(Provided records begins)

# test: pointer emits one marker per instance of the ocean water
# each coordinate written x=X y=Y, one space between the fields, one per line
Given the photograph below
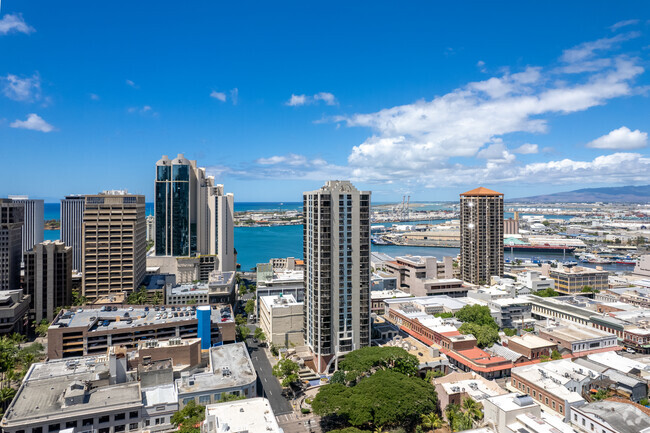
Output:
x=260 y=244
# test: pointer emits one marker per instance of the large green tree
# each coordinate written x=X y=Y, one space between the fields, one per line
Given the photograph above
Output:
x=384 y=399
x=187 y=419
x=477 y=314
x=286 y=371
x=365 y=361
x=485 y=335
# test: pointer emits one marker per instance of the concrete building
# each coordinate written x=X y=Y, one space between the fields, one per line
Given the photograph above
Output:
x=11 y=249
x=48 y=278
x=113 y=243
x=230 y=371
x=578 y=339
x=481 y=232
x=531 y=346
x=572 y=280
x=611 y=416
x=425 y=276
x=455 y=387
x=253 y=415
x=556 y=385
x=72 y=216
x=34 y=222
x=275 y=281
x=151 y=228
x=193 y=216
x=337 y=276
x=220 y=289
x=14 y=311
x=281 y=319
x=94 y=330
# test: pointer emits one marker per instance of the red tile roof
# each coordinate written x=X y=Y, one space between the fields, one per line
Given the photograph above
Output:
x=481 y=191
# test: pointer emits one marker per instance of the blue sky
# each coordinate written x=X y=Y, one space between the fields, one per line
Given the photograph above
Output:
x=424 y=98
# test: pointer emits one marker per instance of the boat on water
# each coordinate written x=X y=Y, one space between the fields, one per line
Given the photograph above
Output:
x=546 y=248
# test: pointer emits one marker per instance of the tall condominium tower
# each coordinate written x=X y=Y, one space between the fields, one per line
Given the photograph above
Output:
x=11 y=245
x=34 y=224
x=72 y=216
x=48 y=278
x=113 y=243
x=192 y=215
x=336 y=244
x=481 y=235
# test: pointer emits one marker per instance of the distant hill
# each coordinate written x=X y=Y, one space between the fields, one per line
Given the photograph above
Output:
x=622 y=194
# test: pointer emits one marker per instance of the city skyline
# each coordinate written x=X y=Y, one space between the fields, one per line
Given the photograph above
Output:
x=429 y=107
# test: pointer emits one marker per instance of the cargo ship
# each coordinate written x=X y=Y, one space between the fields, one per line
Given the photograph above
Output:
x=540 y=248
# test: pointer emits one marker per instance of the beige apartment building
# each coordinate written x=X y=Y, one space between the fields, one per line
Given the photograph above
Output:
x=281 y=319
x=113 y=243
x=48 y=278
x=481 y=235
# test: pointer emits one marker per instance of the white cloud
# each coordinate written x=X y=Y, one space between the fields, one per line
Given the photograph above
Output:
x=587 y=50
x=622 y=138
x=526 y=149
x=299 y=100
x=625 y=23
x=218 y=95
x=33 y=122
x=11 y=23
x=24 y=89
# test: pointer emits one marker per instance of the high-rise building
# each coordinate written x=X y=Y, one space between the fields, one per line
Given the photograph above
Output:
x=481 y=235
x=336 y=244
x=72 y=216
x=34 y=222
x=193 y=216
x=11 y=245
x=113 y=243
x=48 y=278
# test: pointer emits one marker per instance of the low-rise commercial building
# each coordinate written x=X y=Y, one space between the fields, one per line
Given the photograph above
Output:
x=557 y=385
x=455 y=387
x=220 y=289
x=14 y=311
x=93 y=330
x=578 y=339
x=531 y=346
x=281 y=318
x=571 y=280
x=230 y=371
x=611 y=416
x=253 y=415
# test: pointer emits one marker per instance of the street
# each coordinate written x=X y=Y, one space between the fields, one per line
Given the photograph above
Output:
x=267 y=385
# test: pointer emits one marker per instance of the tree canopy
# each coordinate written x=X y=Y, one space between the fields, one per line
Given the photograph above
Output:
x=485 y=335
x=287 y=371
x=369 y=359
x=189 y=417
x=386 y=398
x=477 y=314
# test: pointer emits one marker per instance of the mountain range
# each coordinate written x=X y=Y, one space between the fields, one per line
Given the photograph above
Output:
x=617 y=194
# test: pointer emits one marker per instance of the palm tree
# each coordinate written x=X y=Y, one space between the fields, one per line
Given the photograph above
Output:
x=472 y=408
x=431 y=421
x=6 y=395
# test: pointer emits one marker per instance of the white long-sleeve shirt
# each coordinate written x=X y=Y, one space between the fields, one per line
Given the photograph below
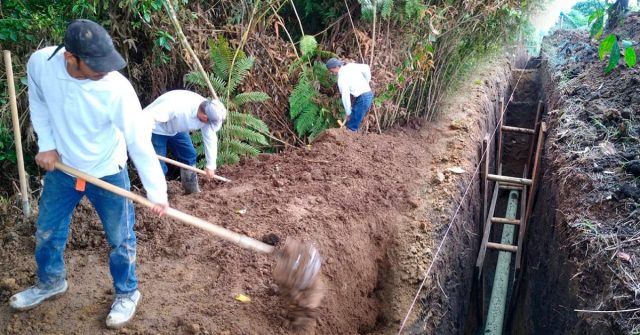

(Provided records ends)

▶ _Exercise brief_: Going through the data above, return each line with the word "rise".

▶ _Completed task_:
# test: pointer emits one marker per instance of the high-rise building
# test: pointer emits one marker per instance of the low-rise commercial building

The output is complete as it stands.